(Beginning of Data extracts)

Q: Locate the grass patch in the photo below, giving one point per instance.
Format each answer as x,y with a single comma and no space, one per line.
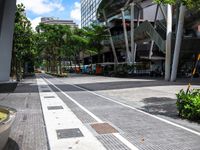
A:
188,104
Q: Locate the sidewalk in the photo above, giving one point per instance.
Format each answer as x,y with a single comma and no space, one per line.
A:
106,118
141,129
28,131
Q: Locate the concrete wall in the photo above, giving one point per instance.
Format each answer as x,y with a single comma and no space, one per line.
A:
7,16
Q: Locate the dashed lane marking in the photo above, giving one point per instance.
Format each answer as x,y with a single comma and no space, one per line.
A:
117,135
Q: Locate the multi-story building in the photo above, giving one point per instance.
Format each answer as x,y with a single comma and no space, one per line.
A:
88,11
138,32
51,20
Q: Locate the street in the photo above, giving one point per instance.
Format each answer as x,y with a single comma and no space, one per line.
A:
106,117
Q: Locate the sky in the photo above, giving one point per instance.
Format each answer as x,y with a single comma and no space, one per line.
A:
62,9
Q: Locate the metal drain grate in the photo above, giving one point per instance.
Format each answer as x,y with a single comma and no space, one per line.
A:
46,91
103,128
69,133
54,107
111,142
49,96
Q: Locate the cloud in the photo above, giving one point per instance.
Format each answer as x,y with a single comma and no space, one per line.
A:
76,12
40,7
35,22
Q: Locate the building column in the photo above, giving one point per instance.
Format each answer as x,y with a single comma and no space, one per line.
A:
178,43
168,43
152,42
128,59
111,40
132,33
6,38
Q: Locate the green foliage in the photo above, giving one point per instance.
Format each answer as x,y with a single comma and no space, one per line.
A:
191,4
188,104
24,50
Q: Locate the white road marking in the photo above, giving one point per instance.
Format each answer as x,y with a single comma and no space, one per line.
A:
125,105
117,135
64,119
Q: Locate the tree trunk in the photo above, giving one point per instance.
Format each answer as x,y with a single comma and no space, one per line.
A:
178,42
168,43
60,66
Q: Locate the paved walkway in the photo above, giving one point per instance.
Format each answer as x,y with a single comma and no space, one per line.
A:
28,131
114,112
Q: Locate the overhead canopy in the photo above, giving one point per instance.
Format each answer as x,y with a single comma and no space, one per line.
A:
112,7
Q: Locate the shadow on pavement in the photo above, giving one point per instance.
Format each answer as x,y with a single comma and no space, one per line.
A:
11,145
161,106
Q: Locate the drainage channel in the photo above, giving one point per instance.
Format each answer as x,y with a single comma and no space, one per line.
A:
64,129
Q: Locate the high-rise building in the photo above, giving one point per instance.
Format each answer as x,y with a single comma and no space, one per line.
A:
51,20
88,11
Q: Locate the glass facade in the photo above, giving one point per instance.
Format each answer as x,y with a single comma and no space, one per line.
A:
88,11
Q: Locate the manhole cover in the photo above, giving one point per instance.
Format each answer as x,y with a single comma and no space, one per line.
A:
46,91
103,128
54,107
69,133
49,96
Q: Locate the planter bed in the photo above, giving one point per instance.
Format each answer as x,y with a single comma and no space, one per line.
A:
7,116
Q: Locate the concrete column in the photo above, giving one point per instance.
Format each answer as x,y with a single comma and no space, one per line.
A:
126,38
111,40
6,38
168,43
178,42
132,33
163,12
152,42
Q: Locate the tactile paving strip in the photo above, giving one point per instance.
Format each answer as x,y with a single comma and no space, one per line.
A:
111,142
54,107
103,128
69,133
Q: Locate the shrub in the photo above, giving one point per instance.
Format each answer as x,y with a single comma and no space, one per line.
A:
188,104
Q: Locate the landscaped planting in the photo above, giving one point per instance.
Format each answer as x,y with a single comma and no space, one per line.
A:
188,104
3,116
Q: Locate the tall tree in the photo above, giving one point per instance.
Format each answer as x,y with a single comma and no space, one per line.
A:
23,43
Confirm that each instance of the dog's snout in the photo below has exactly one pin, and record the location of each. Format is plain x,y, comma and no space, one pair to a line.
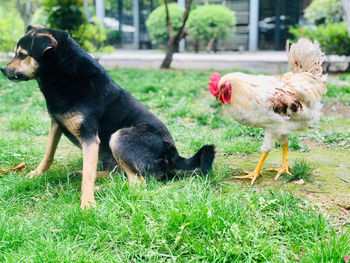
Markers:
3,70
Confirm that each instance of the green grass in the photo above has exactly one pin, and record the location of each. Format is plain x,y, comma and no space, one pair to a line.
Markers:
301,169
192,219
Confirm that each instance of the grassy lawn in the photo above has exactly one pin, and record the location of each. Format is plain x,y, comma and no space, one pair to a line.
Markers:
195,218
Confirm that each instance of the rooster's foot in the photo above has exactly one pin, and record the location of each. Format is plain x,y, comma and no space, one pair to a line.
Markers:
250,175
284,169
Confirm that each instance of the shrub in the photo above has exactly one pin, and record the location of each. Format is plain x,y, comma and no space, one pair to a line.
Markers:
324,11
65,15
211,22
91,36
156,22
333,37
11,29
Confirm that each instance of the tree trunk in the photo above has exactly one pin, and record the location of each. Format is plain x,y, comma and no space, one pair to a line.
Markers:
171,49
174,40
196,45
210,44
346,14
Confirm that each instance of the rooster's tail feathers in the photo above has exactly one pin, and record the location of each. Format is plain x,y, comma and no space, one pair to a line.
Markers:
305,56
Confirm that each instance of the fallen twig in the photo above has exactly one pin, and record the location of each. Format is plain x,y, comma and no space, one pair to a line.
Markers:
343,179
18,167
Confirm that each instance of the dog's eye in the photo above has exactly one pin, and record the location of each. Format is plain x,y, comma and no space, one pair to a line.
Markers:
22,56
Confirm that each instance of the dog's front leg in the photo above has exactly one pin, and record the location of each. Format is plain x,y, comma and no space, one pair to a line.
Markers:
90,157
54,137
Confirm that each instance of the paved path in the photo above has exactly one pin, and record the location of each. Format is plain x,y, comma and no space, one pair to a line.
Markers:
264,61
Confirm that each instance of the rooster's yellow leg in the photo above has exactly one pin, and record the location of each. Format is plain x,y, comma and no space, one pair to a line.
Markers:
285,167
256,173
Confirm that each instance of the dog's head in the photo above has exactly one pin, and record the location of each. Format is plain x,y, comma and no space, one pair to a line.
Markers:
30,49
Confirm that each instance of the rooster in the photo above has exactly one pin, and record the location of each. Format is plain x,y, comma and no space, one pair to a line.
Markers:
278,104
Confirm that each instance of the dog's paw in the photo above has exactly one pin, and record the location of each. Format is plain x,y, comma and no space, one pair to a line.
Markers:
33,174
87,203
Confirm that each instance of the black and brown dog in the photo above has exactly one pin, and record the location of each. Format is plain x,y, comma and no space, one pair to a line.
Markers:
95,113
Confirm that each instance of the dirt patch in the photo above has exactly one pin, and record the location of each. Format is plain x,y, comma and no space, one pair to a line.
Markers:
339,110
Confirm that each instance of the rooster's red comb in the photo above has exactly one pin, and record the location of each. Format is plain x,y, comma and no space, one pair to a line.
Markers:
213,85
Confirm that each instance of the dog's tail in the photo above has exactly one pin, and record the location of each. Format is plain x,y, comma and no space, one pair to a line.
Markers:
203,159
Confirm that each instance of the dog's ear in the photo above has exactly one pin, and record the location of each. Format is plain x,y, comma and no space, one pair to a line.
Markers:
43,42
30,27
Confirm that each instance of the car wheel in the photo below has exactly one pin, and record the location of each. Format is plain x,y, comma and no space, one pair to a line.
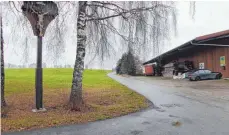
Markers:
197,78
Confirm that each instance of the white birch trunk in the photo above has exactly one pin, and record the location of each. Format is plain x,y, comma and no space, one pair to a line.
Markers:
76,100
3,102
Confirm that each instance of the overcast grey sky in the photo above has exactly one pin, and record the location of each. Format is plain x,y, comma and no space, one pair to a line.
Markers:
210,17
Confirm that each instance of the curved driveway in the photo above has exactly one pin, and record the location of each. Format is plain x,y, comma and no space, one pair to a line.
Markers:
196,115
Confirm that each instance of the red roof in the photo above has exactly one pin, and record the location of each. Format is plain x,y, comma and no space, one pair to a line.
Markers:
217,34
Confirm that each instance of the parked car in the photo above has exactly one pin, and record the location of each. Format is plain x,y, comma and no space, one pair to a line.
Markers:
203,74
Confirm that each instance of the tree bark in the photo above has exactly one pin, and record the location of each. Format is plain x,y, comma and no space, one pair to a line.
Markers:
76,99
3,102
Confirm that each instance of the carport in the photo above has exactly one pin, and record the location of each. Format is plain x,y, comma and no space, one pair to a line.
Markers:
208,51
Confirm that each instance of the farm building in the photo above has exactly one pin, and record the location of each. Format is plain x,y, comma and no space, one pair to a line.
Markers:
204,52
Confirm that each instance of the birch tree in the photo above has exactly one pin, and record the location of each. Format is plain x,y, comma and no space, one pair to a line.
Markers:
95,25
3,102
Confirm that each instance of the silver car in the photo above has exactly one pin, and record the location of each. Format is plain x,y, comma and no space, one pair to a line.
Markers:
203,74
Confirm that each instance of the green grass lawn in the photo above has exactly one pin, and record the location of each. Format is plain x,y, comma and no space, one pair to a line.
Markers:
103,97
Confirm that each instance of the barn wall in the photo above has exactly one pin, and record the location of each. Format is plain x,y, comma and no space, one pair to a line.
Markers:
210,56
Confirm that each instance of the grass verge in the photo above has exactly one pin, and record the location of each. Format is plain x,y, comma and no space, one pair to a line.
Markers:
104,98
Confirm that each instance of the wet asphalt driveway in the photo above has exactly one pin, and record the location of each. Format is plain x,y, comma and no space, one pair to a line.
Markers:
195,115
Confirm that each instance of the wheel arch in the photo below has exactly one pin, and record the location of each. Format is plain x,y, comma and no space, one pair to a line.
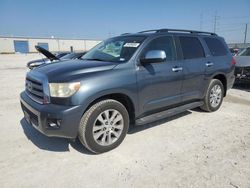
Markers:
124,99
223,80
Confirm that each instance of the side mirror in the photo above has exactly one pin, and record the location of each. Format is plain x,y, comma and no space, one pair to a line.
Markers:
154,56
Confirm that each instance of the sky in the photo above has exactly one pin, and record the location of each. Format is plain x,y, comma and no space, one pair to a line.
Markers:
100,19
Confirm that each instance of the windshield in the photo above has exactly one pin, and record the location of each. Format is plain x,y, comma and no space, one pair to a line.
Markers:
69,56
118,49
245,52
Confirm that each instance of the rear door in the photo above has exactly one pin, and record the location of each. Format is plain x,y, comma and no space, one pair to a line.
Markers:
194,65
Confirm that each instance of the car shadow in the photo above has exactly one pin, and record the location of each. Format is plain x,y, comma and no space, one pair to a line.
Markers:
56,144
134,129
51,143
242,86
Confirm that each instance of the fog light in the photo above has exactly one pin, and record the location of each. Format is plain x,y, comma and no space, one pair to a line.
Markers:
54,123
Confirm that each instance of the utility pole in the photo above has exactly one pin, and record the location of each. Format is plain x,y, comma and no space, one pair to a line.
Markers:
245,37
215,21
201,21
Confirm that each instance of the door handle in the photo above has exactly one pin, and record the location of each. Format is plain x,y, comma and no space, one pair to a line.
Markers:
209,64
177,69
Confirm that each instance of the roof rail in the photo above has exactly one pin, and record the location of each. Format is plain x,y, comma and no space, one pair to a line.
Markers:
177,30
125,34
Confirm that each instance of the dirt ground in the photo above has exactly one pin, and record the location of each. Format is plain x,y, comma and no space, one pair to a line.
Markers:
192,149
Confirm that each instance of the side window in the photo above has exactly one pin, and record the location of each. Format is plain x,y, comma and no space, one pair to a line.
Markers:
215,46
191,48
162,43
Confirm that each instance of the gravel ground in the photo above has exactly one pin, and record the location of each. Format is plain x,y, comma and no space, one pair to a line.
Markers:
193,149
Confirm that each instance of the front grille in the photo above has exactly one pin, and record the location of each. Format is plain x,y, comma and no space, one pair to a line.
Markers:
34,89
33,118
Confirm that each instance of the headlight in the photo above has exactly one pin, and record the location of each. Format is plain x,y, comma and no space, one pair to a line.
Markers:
63,89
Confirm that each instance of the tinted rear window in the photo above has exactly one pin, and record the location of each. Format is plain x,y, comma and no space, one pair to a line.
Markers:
215,46
191,48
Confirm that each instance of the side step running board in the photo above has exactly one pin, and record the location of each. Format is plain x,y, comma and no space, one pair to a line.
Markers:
167,113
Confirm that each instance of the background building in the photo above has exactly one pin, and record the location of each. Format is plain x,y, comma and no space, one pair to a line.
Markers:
27,44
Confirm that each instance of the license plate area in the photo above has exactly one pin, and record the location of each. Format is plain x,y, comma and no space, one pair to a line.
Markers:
27,116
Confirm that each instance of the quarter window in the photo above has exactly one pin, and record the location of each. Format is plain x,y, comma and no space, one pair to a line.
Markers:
165,44
215,46
191,48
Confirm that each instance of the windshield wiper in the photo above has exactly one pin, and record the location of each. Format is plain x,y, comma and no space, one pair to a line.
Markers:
94,59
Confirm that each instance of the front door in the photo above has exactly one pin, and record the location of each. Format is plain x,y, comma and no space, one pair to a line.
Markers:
159,84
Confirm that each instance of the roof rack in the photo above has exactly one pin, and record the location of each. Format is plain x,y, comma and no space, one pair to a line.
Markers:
177,30
125,34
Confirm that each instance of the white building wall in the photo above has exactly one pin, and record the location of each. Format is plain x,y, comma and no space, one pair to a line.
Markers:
53,44
7,44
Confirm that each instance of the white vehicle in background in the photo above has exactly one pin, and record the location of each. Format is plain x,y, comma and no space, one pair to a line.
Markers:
242,67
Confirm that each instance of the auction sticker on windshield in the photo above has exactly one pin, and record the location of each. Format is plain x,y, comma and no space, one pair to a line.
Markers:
132,44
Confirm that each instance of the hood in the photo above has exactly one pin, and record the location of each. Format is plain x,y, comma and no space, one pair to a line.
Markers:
242,61
64,71
46,53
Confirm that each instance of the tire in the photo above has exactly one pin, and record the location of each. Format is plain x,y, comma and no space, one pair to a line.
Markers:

(End of Data extracts)

• **Goal of the exercise**
Consider the entries above and return each line with the string "dirt".

• **Solution to this task**
Confirm that each instance of the dirt patch in the photo above has exactly one pin, and record the location of each. Format is plain x,y, comma and no space, one pair to a line.
Confirm that each instance of the dirt ground in the photo above has exactly one pin, and record the location of each. Format is plain x,y, comma and no space, one pair to a line.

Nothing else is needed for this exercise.